**TASK INSTRUCTIONS**. Pull out every line in the listing below that contains the string "awning", and copy each one in full. Match case exactly.

**RECORDS SUPPLIED**.
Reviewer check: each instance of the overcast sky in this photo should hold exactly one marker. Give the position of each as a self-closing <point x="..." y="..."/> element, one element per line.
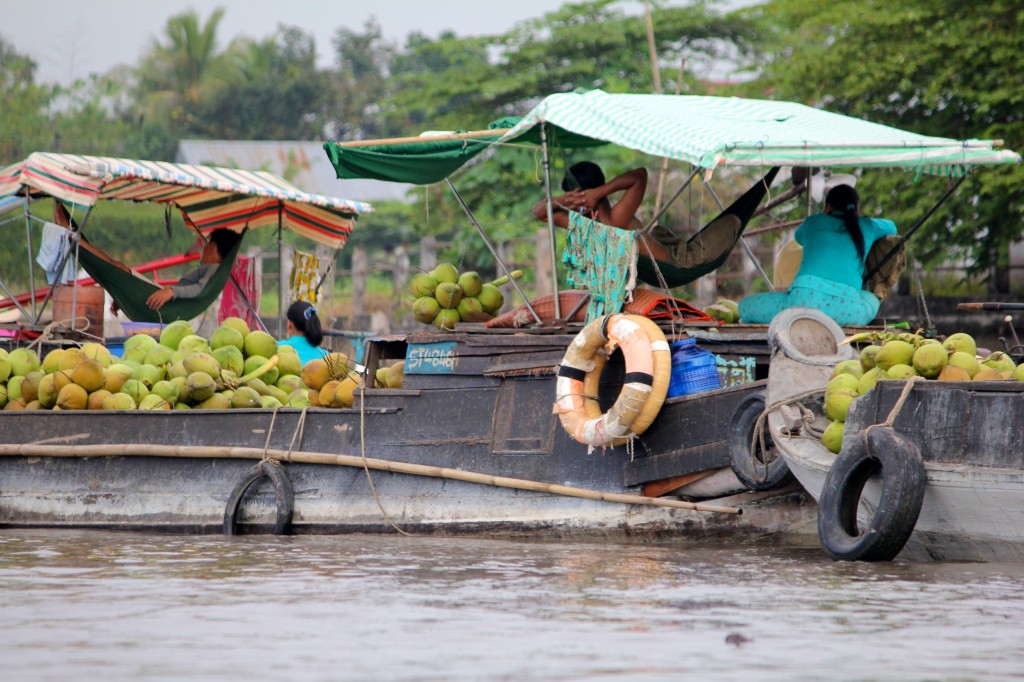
<point x="74" y="38"/>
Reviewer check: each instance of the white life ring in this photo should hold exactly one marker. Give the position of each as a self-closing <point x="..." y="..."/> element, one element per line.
<point x="648" y="370"/>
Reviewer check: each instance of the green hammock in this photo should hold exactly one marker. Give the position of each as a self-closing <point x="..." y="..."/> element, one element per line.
<point x="130" y="292"/>
<point x="706" y="251"/>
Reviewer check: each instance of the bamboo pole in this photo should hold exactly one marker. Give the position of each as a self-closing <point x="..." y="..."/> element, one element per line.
<point x="497" y="132"/>
<point x="204" y="452"/>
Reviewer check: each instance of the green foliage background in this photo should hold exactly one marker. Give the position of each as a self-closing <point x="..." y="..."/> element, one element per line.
<point x="935" y="67"/>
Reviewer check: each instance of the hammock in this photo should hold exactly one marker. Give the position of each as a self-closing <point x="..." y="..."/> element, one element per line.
<point x="706" y="251"/>
<point x="129" y="292"/>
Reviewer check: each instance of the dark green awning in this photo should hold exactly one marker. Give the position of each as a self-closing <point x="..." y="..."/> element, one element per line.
<point x="432" y="161"/>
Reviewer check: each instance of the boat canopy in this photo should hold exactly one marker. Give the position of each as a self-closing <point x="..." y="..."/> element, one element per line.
<point x="209" y="198"/>
<point x="705" y="131"/>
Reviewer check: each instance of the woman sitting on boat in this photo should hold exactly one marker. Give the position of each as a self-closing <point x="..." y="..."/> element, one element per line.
<point x="835" y="244"/>
<point x="304" y="331"/>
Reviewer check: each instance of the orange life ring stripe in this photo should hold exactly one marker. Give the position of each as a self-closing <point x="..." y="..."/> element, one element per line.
<point x="647" y="372"/>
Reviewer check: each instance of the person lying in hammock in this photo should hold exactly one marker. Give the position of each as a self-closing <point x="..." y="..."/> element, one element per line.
<point x="587" y="193"/>
<point x="189" y="285"/>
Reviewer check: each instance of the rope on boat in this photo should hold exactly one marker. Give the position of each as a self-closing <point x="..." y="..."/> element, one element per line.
<point x="366" y="468"/>
<point x="758" y="436"/>
<point x="229" y="452"/>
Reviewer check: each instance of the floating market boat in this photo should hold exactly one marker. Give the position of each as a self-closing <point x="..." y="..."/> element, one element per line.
<point x="931" y="468"/>
<point x="469" y="443"/>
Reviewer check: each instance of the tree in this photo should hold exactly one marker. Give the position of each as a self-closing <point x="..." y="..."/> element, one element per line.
<point x="23" y="122"/>
<point x="934" y="67"/>
<point x="174" y="76"/>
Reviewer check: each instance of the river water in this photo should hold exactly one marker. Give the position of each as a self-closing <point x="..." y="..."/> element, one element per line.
<point x="93" y="605"/>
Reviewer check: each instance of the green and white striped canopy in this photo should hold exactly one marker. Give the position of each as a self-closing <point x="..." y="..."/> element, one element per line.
<point x="708" y="132"/>
<point x="209" y="198"/>
<point x="730" y="131"/>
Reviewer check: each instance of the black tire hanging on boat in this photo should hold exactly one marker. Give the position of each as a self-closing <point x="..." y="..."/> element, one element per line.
<point x="284" y="494"/>
<point x="759" y="470"/>
<point x="898" y="461"/>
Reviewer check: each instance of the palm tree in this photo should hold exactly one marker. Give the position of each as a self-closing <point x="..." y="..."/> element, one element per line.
<point x="174" y="76"/>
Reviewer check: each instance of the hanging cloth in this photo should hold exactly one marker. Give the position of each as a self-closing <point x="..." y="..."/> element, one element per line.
<point x="248" y="274"/>
<point x="601" y="259"/>
<point x="305" y="276"/>
<point x="129" y="291"/>
<point x="706" y="251"/>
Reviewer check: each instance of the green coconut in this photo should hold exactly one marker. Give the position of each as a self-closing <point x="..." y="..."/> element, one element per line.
<point x="136" y="389"/>
<point x="470" y="308"/>
<point x="201" y="386"/>
<point x="201" y="361"/>
<point x="260" y="343"/>
<point x="961" y="341"/>
<point x="119" y="401"/>
<point x="964" y="360"/>
<point x="425" y="309"/>
<point x="50" y="364"/>
<point x="894" y="352"/>
<point x="226" y="336"/>
<point x="154" y="401"/>
<point x="171" y="335"/>
<point x="929" y="359"/>
<point x="444" y="272"/>
<point x="901" y="372"/>
<point x="471" y="283"/>
<point x="446" y="318"/>
<point x="246" y="397"/>
<point x="833" y="436"/>
<point x="838" y="399"/>
<point x="238" y="324"/>
<point x="23" y="360"/>
<point x="867" y="355"/>
<point x="166" y="390"/>
<point x="492" y="298"/>
<point x="73" y="396"/>
<point x="423" y="285"/>
<point x="869" y="379"/>
<point x="88" y="374"/>
<point x="229" y="357"/>
<point x="449" y="294"/>
<point x="288" y="363"/>
<point x="194" y="343"/>
<point x="98" y="352"/>
<point x="148" y="375"/>
<point x="849" y="367"/>
<point x="999" y="360"/>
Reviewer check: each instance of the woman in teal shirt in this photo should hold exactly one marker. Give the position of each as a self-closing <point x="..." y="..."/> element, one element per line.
<point x="304" y="332"/>
<point x="832" y="270"/>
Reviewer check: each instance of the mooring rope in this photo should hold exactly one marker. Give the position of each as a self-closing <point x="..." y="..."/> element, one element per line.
<point x="366" y="468"/>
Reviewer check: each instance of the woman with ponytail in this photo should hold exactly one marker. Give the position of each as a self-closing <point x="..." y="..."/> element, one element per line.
<point x="304" y="332"/>
<point x="835" y="244"/>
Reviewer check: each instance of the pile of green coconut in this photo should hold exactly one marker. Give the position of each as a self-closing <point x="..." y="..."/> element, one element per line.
<point x="889" y="355"/>
<point x="236" y="368"/>
<point x="444" y="297"/>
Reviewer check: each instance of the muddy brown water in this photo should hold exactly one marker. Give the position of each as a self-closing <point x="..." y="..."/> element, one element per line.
<point x="90" y="605"/>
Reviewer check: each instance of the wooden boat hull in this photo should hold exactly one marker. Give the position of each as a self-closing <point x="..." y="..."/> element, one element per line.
<point x="968" y="434"/>
<point x="486" y="412"/>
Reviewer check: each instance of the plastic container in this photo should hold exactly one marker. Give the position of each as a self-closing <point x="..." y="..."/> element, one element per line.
<point x="693" y="370"/>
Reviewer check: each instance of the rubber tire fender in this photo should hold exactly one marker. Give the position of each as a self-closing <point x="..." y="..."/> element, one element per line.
<point x="283" y="491"/>
<point x="753" y="473"/>
<point x="879" y="451"/>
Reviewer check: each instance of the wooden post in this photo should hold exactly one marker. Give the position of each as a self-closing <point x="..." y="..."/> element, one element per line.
<point x="359" y="272"/>
<point x="543" y="265"/>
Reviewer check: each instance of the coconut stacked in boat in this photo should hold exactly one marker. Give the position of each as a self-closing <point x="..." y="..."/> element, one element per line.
<point x="444" y="297"/>
<point x="901" y="356"/>
<point x="236" y="368"/>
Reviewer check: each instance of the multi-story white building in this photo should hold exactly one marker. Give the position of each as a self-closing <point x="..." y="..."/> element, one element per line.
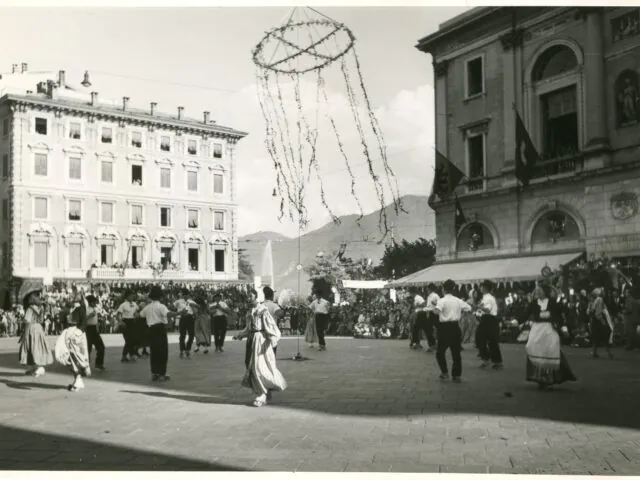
<point x="99" y="190"/>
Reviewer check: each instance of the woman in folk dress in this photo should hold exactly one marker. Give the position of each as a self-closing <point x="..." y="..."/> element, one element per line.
<point x="262" y="375"/>
<point x="546" y="364"/>
<point x="34" y="349"/>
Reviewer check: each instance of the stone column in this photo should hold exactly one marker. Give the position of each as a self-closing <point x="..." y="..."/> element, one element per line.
<point x="594" y="83"/>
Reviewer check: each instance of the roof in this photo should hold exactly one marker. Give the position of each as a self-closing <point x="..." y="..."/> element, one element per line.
<point x="451" y="26"/>
<point x="515" y="269"/>
<point x="130" y="113"/>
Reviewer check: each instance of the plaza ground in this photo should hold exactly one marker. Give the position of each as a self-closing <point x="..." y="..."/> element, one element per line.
<point x="363" y="405"/>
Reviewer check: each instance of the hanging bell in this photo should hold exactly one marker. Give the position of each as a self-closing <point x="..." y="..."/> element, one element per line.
<point x="86" y="82"/>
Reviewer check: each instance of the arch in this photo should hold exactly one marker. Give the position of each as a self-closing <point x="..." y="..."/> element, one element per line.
<point x="548" y="46"/>
<point x="627" y="98"/>
<point x="487" y="231"/>
<point x="576" y="221"/>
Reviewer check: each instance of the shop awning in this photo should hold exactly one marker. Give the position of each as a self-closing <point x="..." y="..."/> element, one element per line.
<point x="516" y="269"/>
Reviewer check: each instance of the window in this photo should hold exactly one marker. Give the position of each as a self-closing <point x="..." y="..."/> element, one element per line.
<point x="41" y="126"/>
<point x="107" y="135"/>
<point x="41" y="208"/>
<point x="75" y="256"/>
<point x="475" y="77"/>
<point x="74" y="130"/>
<point x="136" y="175"/>
<point x="165" y="217"/>
<point x="106" y="212"/>
<point x="165" y="256"/>
<point x="75" y="168"/>
<point x="106" y="255"/>
<point x="218" y="183"/>
<point x="165" y="178"/>
<point x="136" y="139"/>
<point x="217" y="150"/>
<point x="106" y="172"/>
<point x="560" y="123"/>
<point x="192" y="181"/>
<point x="41" y="164"/>
<point x="218" y="260"/>
<point x="41" y="254"/>
<point x="192" y="147"/>
<point x="192" y="218"/>
<point x="75" y="210"/>
<point x="165" y="143"/>
<point x="136" y="214"/>
<point x="194" y="263"/>
<point x="218" y="220"/>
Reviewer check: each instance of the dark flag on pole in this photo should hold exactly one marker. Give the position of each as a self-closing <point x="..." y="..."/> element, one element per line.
<point x="445" y="178"/>
<point x="526" y="154"/>
<point x="460" y="218"/>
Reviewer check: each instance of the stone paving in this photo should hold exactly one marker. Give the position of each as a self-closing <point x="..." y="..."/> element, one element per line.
<point x="361" y="406"/>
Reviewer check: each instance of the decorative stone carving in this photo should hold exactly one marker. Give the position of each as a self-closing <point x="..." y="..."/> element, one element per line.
<point x="627" y="91"/>
<point x="625" y="26"/>
<point x="624" y="205"/>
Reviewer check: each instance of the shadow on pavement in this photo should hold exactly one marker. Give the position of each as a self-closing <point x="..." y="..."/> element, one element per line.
<point x="36" y="451"/>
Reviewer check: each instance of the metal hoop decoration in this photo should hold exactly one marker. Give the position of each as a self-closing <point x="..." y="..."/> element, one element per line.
<point x="277" y="35"/>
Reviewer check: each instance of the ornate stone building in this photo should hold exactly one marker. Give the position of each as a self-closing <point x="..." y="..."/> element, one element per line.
<point x="573" y="76"/>
<point x="98" y="189"/>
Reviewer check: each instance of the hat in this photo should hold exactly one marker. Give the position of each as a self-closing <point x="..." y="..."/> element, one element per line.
<point x="28" y="287"/>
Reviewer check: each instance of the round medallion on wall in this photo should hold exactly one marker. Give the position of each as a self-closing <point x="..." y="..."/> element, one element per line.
<point x="624" y="205"/>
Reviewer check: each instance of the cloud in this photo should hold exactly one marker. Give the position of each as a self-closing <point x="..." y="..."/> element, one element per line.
<point x="406" y="123"/>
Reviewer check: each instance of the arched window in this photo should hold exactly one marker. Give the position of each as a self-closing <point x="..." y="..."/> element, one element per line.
<point x="474" y="237"/>
<point x="553" y="227"/>
<point x="627" y="90"/>
<point x="554" y="61"/>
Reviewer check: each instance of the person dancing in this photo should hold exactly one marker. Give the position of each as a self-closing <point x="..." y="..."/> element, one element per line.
<point x="262" y="374"/>
<point x="34" y="349"/>
<point x="546" y="363"/>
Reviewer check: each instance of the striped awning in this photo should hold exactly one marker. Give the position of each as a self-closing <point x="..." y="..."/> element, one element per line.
<point x="516" y="269"/>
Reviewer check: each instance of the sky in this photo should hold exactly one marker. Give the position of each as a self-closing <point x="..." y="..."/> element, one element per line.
<point x="200" y="58"/>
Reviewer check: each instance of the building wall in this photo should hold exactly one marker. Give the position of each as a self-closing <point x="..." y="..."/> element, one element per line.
<point x="610" y="153"/>
<point x="91" y="191"/>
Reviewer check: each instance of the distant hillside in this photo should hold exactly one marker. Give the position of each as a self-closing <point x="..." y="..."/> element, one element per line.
<point x="419" y="221"/>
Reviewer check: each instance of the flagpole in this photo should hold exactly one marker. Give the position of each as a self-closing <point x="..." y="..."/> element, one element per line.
<point x="515" y="98"/>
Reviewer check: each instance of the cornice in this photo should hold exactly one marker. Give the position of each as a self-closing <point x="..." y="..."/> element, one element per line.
<point x="22" y="103"/>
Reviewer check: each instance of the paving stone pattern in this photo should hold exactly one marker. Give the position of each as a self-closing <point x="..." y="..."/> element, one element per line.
<point x="361" y="406"/>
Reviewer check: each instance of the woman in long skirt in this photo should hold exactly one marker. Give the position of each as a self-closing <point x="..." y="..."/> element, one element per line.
<point x="34" y="349"/>
<point x="202" y="327"/>
<point x="546" y="364"/>
<point x="262" y="375"/>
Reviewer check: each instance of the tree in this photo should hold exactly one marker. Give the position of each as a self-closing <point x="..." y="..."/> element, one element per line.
<point x="244" y="266"/>
<point x="404" y="258"/>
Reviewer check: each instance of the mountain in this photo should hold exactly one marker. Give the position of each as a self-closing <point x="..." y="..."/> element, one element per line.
<point x="362" y="240"/>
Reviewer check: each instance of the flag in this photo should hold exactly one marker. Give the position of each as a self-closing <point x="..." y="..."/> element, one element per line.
<point x="460" y="218"/>
<point x="445" y="178"/>
<point x="526" y="154"/>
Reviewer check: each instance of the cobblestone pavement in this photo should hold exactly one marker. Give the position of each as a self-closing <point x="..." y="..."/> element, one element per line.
<point x="363" y="405"/>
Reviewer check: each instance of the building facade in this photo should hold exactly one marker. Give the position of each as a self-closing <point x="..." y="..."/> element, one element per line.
<point x="99" y="190"/>
<point x="573" y="75"/>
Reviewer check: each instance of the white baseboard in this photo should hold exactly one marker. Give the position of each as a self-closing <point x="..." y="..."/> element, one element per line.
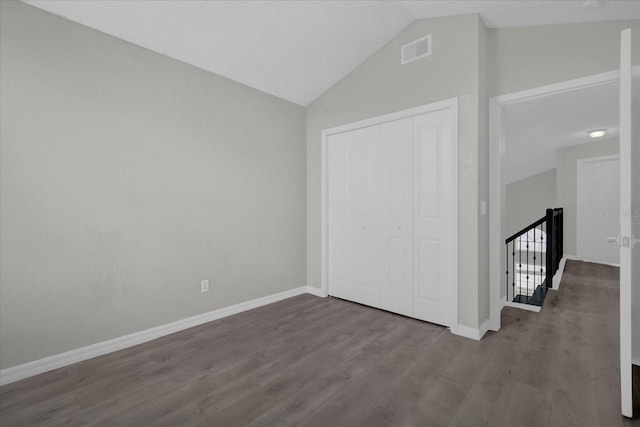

**SOLUTION TO THIS PROBLEM**.
Reviewer check: each instance of the dark green awning in this photo should hold exactly one marker. Give the position of each as a self-closing <point x="..." y="..."/> element, one element per line.
Reviewer check: each instance of the shop awning in this photo should hold exactly one marker. Give the position of each as a self-closing <point x="..." y="..."/> element, one element per line.
Reviewer check: each instance of the striped awning in this photo should hold exactly one marker. Give the position of each as a self-closing <point x="..." y="..."/> element, one element per line.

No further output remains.